▸ **TASK TO CARRY OUT**:
In the passage on the Wal–Mart permit appeal below, replace "Ordinance" with "Measure" and write out the part starting with "Factual and Procedural" and going on through "was September 5, 2012.".

▸ **SELECTED TEXT**:
··········

Thomas DeBold (DeBold) appeals from the Order and Judgment of the trial court upholding the final decision of the City Council of Ellisville (City Council) to grant a conditional use permit (CUP) to Wal–Mart, Inc., and the Sansone Group (collectively Wal–Mart) to construct and operate a general merchandise department store in the City of Ellisville (the City). We affirm.
Factual and Procedural Background
This litigation concerns the development of a Wal–Mart within the City. As part of that development, Wal–Mart applied for and was granted a CUP from the City on September 5, 2012. The CUP that was granted, via passage of Ordinance No. 3083 (Ordinance), is valid for 12 months from the effective date of the Ordinance, which was September 5, 2012.

··········

Stored items
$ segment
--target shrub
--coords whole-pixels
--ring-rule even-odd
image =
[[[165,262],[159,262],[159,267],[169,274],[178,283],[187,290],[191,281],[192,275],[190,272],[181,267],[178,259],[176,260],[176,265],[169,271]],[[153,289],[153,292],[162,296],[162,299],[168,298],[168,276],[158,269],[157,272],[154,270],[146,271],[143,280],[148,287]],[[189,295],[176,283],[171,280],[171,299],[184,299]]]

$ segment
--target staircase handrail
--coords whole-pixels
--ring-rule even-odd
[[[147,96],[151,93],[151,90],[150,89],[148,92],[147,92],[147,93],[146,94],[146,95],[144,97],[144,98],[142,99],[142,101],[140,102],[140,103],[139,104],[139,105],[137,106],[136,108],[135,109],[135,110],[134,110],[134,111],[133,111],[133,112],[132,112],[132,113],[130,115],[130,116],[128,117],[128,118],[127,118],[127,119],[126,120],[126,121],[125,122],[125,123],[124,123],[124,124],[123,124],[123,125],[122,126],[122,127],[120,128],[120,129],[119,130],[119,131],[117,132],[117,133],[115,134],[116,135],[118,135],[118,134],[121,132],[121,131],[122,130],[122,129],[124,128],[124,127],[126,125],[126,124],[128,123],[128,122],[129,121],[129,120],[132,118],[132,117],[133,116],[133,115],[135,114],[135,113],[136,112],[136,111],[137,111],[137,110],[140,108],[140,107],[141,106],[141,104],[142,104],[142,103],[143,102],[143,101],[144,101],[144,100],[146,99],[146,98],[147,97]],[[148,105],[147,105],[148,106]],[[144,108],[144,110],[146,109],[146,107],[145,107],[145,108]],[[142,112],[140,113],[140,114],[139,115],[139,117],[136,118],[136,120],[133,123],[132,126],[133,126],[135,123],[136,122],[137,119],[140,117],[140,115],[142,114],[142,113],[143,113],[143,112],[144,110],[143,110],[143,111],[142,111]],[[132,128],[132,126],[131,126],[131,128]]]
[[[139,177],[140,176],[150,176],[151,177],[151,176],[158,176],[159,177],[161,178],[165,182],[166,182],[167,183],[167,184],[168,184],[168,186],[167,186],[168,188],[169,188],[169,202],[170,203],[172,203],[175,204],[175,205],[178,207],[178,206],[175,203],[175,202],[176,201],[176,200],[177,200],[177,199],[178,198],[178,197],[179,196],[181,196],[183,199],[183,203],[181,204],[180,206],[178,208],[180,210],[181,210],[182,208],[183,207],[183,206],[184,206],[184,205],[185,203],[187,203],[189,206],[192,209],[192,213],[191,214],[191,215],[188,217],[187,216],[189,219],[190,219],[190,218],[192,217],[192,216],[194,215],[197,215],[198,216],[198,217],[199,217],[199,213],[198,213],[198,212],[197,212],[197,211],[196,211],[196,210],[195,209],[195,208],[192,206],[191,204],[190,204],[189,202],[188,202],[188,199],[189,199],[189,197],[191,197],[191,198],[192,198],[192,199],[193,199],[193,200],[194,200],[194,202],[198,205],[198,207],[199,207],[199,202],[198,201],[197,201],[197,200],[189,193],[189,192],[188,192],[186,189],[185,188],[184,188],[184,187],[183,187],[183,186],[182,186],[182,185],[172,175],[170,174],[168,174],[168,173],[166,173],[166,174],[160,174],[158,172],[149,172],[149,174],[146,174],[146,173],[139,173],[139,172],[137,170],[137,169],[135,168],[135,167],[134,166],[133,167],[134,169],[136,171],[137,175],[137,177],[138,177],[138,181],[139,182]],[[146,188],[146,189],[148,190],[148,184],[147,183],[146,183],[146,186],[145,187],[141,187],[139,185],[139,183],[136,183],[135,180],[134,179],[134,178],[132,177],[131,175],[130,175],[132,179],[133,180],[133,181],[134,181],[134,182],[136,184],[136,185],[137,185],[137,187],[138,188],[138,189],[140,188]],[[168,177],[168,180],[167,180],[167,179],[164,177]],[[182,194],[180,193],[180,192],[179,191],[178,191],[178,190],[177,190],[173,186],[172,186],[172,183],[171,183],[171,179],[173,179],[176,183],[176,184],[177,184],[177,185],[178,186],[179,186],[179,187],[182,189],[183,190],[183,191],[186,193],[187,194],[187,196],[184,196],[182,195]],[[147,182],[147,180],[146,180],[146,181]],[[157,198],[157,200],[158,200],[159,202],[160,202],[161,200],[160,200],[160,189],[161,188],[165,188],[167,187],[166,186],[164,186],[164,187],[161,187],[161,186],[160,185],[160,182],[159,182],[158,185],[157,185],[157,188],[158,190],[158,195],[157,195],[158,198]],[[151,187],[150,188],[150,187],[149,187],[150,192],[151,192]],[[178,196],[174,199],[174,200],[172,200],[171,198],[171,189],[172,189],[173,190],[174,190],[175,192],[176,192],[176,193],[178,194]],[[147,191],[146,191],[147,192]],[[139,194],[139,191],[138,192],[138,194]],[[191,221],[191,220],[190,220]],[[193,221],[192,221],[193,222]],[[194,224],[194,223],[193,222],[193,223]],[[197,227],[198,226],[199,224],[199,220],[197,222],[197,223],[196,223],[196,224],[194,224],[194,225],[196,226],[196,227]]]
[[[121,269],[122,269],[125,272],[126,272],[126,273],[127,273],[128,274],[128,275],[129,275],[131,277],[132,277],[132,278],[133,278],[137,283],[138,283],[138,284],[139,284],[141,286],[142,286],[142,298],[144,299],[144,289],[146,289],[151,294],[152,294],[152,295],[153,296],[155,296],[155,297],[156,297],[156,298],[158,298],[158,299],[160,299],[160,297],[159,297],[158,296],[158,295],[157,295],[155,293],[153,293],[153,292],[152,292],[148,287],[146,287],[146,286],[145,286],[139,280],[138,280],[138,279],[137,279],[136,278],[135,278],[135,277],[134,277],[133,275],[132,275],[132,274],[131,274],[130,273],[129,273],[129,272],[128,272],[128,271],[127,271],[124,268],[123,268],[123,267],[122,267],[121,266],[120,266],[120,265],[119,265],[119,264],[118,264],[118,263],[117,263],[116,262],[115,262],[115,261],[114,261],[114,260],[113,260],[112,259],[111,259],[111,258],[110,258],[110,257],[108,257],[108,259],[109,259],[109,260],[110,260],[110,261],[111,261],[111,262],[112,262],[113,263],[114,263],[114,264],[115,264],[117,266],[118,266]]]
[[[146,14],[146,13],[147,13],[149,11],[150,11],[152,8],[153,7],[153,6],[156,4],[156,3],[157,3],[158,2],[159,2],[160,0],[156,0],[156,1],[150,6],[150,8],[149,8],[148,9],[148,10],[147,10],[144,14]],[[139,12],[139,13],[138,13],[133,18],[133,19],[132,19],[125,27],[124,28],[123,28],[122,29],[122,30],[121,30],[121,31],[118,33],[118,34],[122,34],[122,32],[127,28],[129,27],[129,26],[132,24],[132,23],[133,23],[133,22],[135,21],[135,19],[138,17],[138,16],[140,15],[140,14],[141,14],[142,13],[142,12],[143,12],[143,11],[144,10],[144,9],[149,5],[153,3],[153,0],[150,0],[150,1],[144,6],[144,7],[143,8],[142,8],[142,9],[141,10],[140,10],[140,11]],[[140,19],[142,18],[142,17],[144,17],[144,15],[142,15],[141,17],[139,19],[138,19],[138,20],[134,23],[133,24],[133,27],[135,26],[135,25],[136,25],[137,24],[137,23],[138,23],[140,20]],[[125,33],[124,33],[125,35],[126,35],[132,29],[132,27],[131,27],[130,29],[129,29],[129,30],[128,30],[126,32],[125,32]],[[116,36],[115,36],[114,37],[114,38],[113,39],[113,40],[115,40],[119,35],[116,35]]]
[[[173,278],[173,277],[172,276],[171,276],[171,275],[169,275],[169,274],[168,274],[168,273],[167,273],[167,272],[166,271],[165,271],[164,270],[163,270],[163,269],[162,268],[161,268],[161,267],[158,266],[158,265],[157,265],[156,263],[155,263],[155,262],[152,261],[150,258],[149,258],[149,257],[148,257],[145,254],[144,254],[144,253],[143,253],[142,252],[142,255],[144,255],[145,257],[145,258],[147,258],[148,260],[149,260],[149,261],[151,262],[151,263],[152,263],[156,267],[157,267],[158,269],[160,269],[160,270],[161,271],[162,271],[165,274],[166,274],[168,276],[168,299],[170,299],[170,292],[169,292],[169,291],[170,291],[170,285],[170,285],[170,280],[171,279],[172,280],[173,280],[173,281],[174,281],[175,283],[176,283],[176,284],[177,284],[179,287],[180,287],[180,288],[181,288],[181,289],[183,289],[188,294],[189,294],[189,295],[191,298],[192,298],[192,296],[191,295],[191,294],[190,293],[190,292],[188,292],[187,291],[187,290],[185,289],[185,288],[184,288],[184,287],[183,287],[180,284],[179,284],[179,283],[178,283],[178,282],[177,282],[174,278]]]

··········

▸ **CORRECT RESULT**:
Factual and Procedural Background
This litigation concerns the development of a Wal–Mart within the City. As part of that development, Wal–Mart applied for and was granted a CUP from the City on September 5, 2012. The CUP that was granted, via passage of Measure No. 3083 (Measure), is valid for 12 months from the effective date of the Measure, which was September 5, 2012.